--- BEGIN EXERCISE MATERIALS ---

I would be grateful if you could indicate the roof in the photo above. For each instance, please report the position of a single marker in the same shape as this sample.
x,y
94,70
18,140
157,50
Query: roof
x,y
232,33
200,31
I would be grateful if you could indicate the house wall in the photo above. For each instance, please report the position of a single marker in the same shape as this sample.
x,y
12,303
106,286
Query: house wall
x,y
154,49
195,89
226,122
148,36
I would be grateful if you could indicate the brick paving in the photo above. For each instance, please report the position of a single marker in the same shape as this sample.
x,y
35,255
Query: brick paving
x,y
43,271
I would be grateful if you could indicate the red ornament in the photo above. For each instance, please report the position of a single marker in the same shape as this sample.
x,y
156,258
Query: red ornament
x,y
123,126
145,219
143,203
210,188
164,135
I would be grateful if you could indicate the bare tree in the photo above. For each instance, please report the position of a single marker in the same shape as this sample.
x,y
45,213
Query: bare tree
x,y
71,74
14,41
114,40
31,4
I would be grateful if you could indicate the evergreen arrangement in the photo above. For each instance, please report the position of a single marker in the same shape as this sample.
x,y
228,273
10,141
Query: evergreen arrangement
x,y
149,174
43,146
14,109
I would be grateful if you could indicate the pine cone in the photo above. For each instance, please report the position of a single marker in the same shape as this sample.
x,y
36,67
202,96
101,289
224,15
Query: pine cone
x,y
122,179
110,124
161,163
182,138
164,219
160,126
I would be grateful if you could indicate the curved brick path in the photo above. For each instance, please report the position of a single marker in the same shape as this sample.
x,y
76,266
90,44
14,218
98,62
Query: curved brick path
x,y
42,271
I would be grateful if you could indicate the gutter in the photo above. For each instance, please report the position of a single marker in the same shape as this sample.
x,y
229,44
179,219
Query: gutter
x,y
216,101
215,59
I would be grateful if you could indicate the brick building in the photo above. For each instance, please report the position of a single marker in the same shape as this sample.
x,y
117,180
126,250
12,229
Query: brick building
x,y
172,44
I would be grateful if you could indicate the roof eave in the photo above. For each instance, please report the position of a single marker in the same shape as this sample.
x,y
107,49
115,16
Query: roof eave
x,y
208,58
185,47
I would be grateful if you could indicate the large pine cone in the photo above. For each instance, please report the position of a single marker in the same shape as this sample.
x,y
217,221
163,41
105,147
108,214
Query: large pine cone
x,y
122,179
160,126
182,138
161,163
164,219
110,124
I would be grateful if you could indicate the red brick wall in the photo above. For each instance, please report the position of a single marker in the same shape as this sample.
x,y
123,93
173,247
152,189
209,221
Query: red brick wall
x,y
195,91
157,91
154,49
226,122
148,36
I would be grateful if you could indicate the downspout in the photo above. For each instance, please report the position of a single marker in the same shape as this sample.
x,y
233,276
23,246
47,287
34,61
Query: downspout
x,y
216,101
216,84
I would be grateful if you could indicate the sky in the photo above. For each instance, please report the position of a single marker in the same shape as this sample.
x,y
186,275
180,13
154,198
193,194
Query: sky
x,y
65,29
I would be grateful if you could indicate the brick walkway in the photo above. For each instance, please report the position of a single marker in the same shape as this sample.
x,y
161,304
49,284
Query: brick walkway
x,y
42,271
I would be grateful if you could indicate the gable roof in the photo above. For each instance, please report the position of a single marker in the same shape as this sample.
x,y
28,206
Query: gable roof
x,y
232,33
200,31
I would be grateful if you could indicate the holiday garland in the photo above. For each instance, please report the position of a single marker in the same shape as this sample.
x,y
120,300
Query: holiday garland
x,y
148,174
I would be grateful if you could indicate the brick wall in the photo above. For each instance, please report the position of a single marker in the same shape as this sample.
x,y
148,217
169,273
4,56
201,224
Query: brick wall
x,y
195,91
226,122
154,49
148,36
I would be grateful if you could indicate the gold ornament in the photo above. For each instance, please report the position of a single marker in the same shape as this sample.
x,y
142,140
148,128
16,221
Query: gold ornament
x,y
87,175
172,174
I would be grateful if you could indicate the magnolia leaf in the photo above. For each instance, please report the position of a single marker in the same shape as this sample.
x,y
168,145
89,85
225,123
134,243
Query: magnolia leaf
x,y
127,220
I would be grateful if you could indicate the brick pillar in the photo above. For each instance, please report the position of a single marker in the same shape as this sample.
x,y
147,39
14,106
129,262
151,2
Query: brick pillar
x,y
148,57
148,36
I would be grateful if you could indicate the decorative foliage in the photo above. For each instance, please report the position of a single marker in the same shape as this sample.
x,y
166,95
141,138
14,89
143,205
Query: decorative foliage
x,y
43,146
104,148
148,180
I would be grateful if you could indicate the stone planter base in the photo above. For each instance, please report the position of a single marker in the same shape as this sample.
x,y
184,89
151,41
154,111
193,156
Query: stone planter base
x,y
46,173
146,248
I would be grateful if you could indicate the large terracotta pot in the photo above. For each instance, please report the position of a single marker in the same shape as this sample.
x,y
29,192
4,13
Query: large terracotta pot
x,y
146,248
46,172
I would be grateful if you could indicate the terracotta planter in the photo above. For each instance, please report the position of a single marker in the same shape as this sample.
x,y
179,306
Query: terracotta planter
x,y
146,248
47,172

--- END EXERCISE MATERIALS ---

- [DIRECTIONS FOR THIS TASK]
Starting at the line that contains "I would be grateful if you could indicate the decorative", print every line through the end of the listing, word for word. Leave out all the rest.

- [COMPLETE OUTPUT]
I would be grateful if you could indicate the decorative foliage in the photo above. For each instance, please report the position of a single marker in the same shape as this sample.
x,y
166,95
141,138
14,89
143,205
Query: decorative foliage
x,y
43,146
104,148
148,180
I would be grateful if you could indicate the stone planter base in the photo above. For each instance, please report the position of a single marker in the same shape as this sample.
x,y
184,89
151,41
154,111
193,156
Query: stone planter base
x,y
46,173
146,248
I would be grateful if you could indicate the large terracotta pot in the photo above. For each instance, please report the position of a single marker in the same shape as this sample.
x,y
29,192
4,13
Query: large terracotta pot
x,y
146,248
46,172
I would be grateful if you could indicate the terracotta planter in the photo above. For each instance, please report the position of a single marker in the same shape as this sample.
x,y
179,306
Query: terracotta planter
x,y
146,248
47,172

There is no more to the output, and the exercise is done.